[START ENTRIES PROVIDED]

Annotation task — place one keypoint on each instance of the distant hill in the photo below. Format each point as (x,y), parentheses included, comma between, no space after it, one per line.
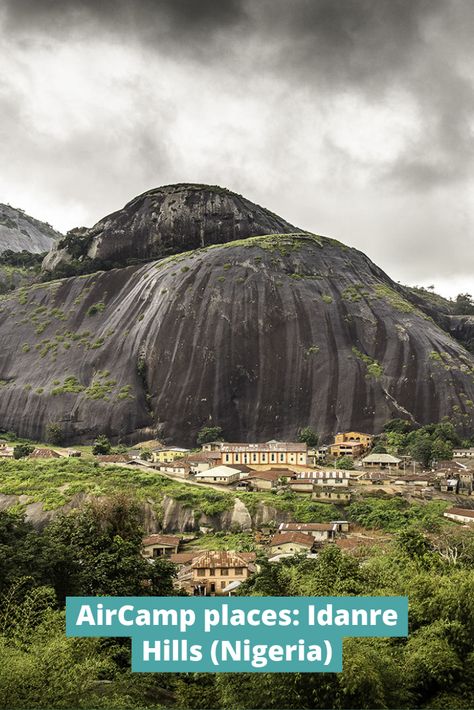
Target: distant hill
(20,232)
(166,220)
(259,335)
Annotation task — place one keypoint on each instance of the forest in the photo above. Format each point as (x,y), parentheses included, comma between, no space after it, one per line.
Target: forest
(95,550)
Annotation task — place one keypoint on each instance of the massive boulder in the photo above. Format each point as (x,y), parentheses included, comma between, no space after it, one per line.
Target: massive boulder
(20,232)
(168,220)
(260,336)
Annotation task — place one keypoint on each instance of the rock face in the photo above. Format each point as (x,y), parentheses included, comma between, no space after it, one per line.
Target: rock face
(20,232)
(168,220)
(260,336)
(175,516)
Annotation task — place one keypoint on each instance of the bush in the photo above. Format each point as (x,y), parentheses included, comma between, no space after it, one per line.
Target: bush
(20,451)
(209,433)
(54,433)
(102,446)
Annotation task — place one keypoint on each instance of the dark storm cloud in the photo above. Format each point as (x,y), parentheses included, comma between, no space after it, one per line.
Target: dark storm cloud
(322,46)
(147,17)
(350,117)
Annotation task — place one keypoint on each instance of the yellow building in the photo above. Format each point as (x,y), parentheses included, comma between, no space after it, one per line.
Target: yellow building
(364,439)
(166,455)
(269,453)
(211,572)
(351,443)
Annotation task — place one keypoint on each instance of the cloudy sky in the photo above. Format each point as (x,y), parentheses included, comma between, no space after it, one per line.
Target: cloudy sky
(351,118)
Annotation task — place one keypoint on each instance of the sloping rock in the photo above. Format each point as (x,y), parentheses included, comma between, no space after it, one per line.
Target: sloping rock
(261,336)
(20,232)
(164,221)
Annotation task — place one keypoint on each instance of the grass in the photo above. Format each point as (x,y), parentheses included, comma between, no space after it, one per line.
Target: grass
(56,481)
(374,368)
(394,299)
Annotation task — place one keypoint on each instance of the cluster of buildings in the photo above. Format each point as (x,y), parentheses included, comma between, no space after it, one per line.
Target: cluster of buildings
(221,572)
(279,465)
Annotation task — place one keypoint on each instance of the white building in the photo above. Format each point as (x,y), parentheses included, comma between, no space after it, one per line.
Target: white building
(224,475)
(463,453)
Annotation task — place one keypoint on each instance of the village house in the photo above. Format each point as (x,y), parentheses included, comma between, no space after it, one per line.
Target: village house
(268,480)
(463,453)
(466,482)
(44,454)
(291,543)
(213,446)
(414,479)
(6,450)
(381,461)
(203,460)
(215,573)
(374,478)
(331,494)
(298,485)
(160,546)
(168,454)
(224,475)
(357,436)
(460,515)
(269,453)
(449,466)
(178,468)
(350,443)
(321,532)
(347,448)
(448,485)
(329,477)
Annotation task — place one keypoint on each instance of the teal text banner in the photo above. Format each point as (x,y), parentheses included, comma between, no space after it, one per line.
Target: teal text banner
(237,634)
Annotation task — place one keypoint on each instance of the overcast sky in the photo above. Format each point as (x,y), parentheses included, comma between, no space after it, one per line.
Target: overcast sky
(351,118)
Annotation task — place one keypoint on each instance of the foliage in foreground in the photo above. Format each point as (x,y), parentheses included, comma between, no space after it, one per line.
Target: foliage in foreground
(96,551)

[END ENTRIES PROVIDED]

■ DESCRIPTION OF THE TASK: Copy every record above exactly as it appears, line for line. Leave the pictures out of your copy.

■ RESULT OF THE TASK:
Annotation task — place one keypoint on each instance of the distant hill in the photo below. Format each point as (x,y), parentheses included, comma between, no space after it, one per line.
Target: distant hill
(20,232)
(166,220)
(259,335)
Annotation task — place one keypoint on each instance of the forest in the photo above. Format each point as (x,y), parentheses included, comma between, no space after it, one per line.
Target: forest
(95,550)
Annotation task — place one keypoint on each instance of the massive boulder in the photo above. Format each point as (x,y), parentheses included, comma between, no space after it, one per line.
Target: massive boulder
(20,232)
(168,220)
(260,336)
Annotation task — place one keypoint on each instance of the rock face in the photo above. Format each point as (x,y), parentheses included, comma between, no space after it, one per line.
Target: rock face
(20,232)
(168,220)
(260,336)
(175,516)
Annotation task — place one keypoint on each instance of the bush in the photo above. Format each point as (x,y), parentheses included, comma between, no space after it, one per line.
Target: bush
(20,451)
(209,433)
(54,433)
(102,446)
Annotation task — place one keypoint on each instance of the dark storm cloud in the photo above. Format each point as (x,y), parentheses included, comma between, no space after it, one per line.
Target: dark storm cloud
(322,46)
(147,17)
(350,117)
Annotation task — place one keypoint on each instance of the yellow building in the photo above. Format each point as (x,y), parentheses included, comma between, no space after it, one per line.
Target: yellow building
(364,439)
(166,455)
(269,453)
(211,572)
(351,443)
Annotation task — place one keypoint on each instance of the cloudy sky in the photo above. Format each point as (x,y), parentheses included, comma between, no space after it, one per line.
Target: cloudy sky
(351,118)
Annotation task — place one keypoint on each instance of the sloping rock in the photo above. Format each point as (x,y), parentheses included, comma between, no space after it, one per line.
Target: sloping rock
(261,336)
(20,232)
(164,221)
Annotation task — place one keypoint on each instance of the grass in the photo above. Format each point as (x,y), parentheses included, comma between, no space after it, one per line.
Target: grass
(56,481)
(374,368)
(394,299)
Annotation task — place one keypoint on each instance of the cluster of buildings in the photo above. Format each point as (x,y), parentheses included, comma between, no space after it, one per line.
Target: cluster of buildings
(221,572)
(279,465)
Annotation task — place one keypoint on each instance of the white building in the photo above. Format each point as (x,y), parentheses included, comma between, no space after it, one per line.
Target: white building
(224,475)
(463,453)
Annotation task — place one keypoint on each instance of the village house in the photo above. Format each point as (x,y), parentheses included, comma between, no space after it, one per line.
Target: village house
(268,480)
(463,453)
(466,482)
(44,454)
(291,543)
(213,446)
(414,479)
(6,450)
(381,461)
(203,460)
(215,573)
(374,478)
(331,494)
(298,485)
(160,546)
(168,454)
(224,475)
(357,436)
(460,515)
(269,453)
(449,466)
(178,468)
(350,443)
(321,532)
(347,448)
(448,485)
(329,477)
Annotation task — place one keypoint on each instance of the teal text banner in the photo above. Format each point as (x,y), parentheses included, comma between, no space after it, one per line.
Target: teal text banner
(237,634)
Annotation task — place one keypoint on each instance of the overcast sky in the photo above. Format each point as (x,y), parentheses included, comma between, no space after it, one per line.
Target: overcast sky
(351,118)
Annotation task — place one keypoint on each instance of the foliage in foreground in the photo above. Format each point as (x,y), parentheses included, comma between, no space after it, one per line.
Target: foliage in foreground
(96,551)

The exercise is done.